▶ [EXERCISE]:
Begin at the line that contains "countertop and report the position of each." and repeat every line from there to the end of the records below, inclusive, without adding any other line.
-- -- --
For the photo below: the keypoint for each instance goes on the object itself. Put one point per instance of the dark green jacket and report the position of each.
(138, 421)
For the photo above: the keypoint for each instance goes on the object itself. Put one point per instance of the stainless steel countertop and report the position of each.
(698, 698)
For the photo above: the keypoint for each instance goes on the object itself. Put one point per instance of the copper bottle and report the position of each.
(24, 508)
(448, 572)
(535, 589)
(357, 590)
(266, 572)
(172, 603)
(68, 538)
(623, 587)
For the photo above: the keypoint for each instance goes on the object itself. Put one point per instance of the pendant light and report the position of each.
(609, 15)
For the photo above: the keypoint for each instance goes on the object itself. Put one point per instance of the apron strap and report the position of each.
-- -- --
▶ [EXERCISE RESPONSE]:
For the photo above: the keypoint for each instance goes on the object itself. Put one point per instance of the stainless steel countertop and report the position of each.
(698, 698)
For the photo above: the keypoint for each instance goes on the object itself. Put one point per instance of the copper bottle and report the position of each.
(24, 508)
(448, 572)
(535, 589)
(357, 590)
(266, 572)
(172, 603)
(68, 538)
(623, 587)
For the photo above: the keypoint for each instance goes on the object itself. Put one point per instance of the pendant light and report the position of each.
(609, 15)
For the photo above: the keypoint for each instance goes on the object itself. Put one point per instance of the apron strap and report the position of each.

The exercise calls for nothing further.